#### Exercise objective
Output the data below, everything from the line containing "Pick out each instance of the porch" down to the line containing "x=133 y=235", as a two-column CSV with the headers text and answer. Give one row for each text and its answer, with each value quoted in a single field, line breaks replaced by spaces, and the pictures left out.

#### Task input

Begin

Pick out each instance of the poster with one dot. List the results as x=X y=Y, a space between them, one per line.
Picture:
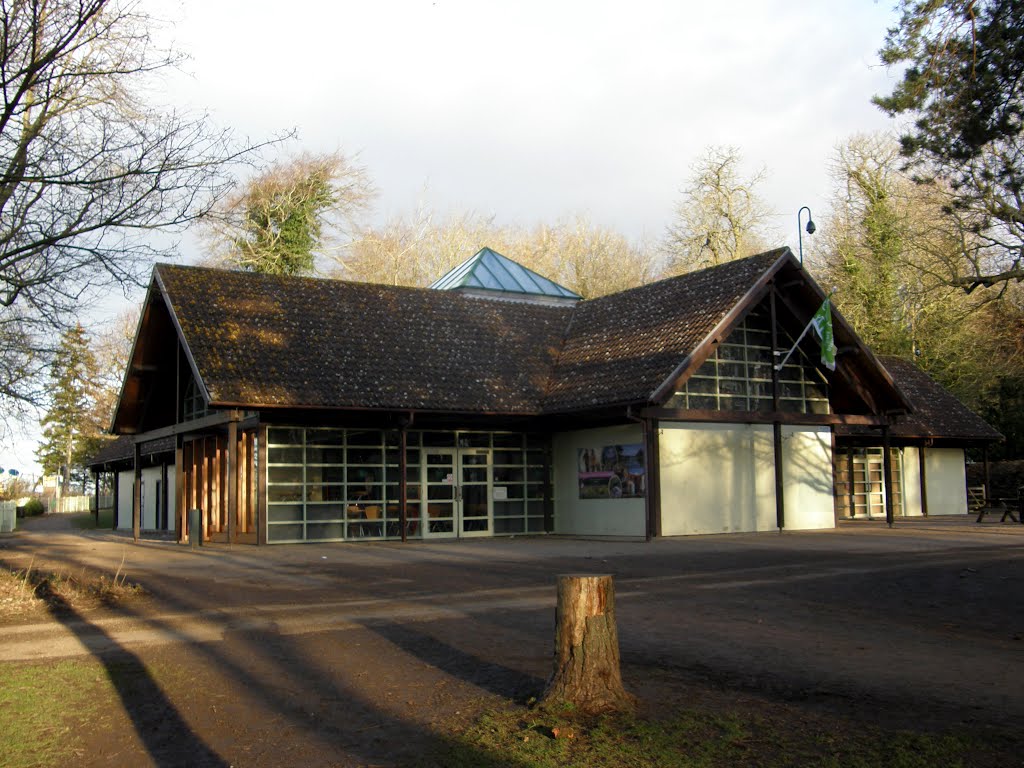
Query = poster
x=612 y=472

End
Begin

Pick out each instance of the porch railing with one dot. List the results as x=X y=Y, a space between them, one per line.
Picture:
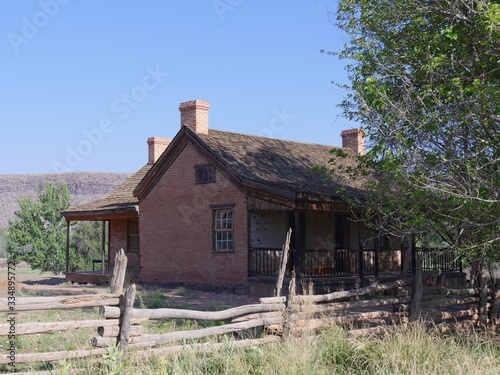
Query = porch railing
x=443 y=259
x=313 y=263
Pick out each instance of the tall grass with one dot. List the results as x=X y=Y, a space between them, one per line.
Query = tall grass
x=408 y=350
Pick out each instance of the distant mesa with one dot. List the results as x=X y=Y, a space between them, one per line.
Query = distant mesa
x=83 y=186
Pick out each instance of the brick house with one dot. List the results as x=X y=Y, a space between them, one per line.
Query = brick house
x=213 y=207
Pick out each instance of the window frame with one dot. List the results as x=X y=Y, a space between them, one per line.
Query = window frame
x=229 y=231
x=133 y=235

End
Begin

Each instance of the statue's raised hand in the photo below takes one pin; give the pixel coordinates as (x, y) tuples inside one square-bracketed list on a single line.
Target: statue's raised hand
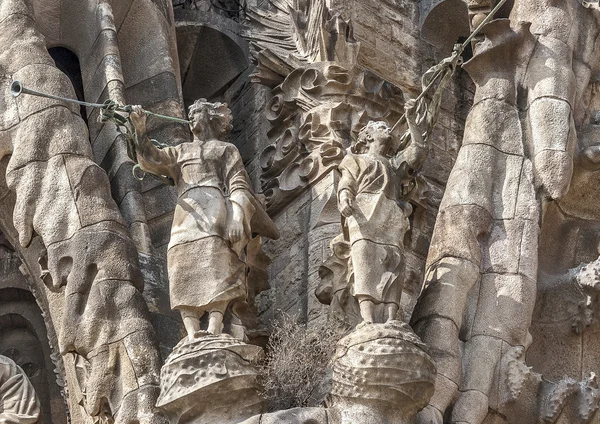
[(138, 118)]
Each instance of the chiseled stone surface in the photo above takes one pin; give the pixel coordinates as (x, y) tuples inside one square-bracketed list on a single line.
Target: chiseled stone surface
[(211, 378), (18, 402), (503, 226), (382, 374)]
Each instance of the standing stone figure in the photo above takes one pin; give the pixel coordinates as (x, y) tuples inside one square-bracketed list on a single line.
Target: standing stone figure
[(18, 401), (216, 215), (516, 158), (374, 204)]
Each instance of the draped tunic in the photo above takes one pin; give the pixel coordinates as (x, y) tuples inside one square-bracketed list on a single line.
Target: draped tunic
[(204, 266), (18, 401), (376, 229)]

End

#### Expected output
text,answer
"Pick out each instance of the porch railing with one dot. List the results as x=X y=Y, a space between them, one per line. Picture: Query = porch railing","x=443 y=259 x=313 y=263"
"Pick out each instance of the tall grass with one dot. List the results as x=X y=Y, a space between them, one per line. Query = tall grass","x=408 y=350"
"Pick out each instance of the distant mesa with one dot. List the results as x=X y=Y, a space between them, one per line. Query = distant mesa","x=83 y=186"
"Pick out each instance of the brick house with one dot. List the results as x=X y=Y, a space between them, one per line. Query = brick house","x=213 y=207"
"Pick out each instance of the window frame with one dot. List the results as x=X y=Y, a space between them, one per line. Query = window frame","x=229 y=231 x=133 y=235"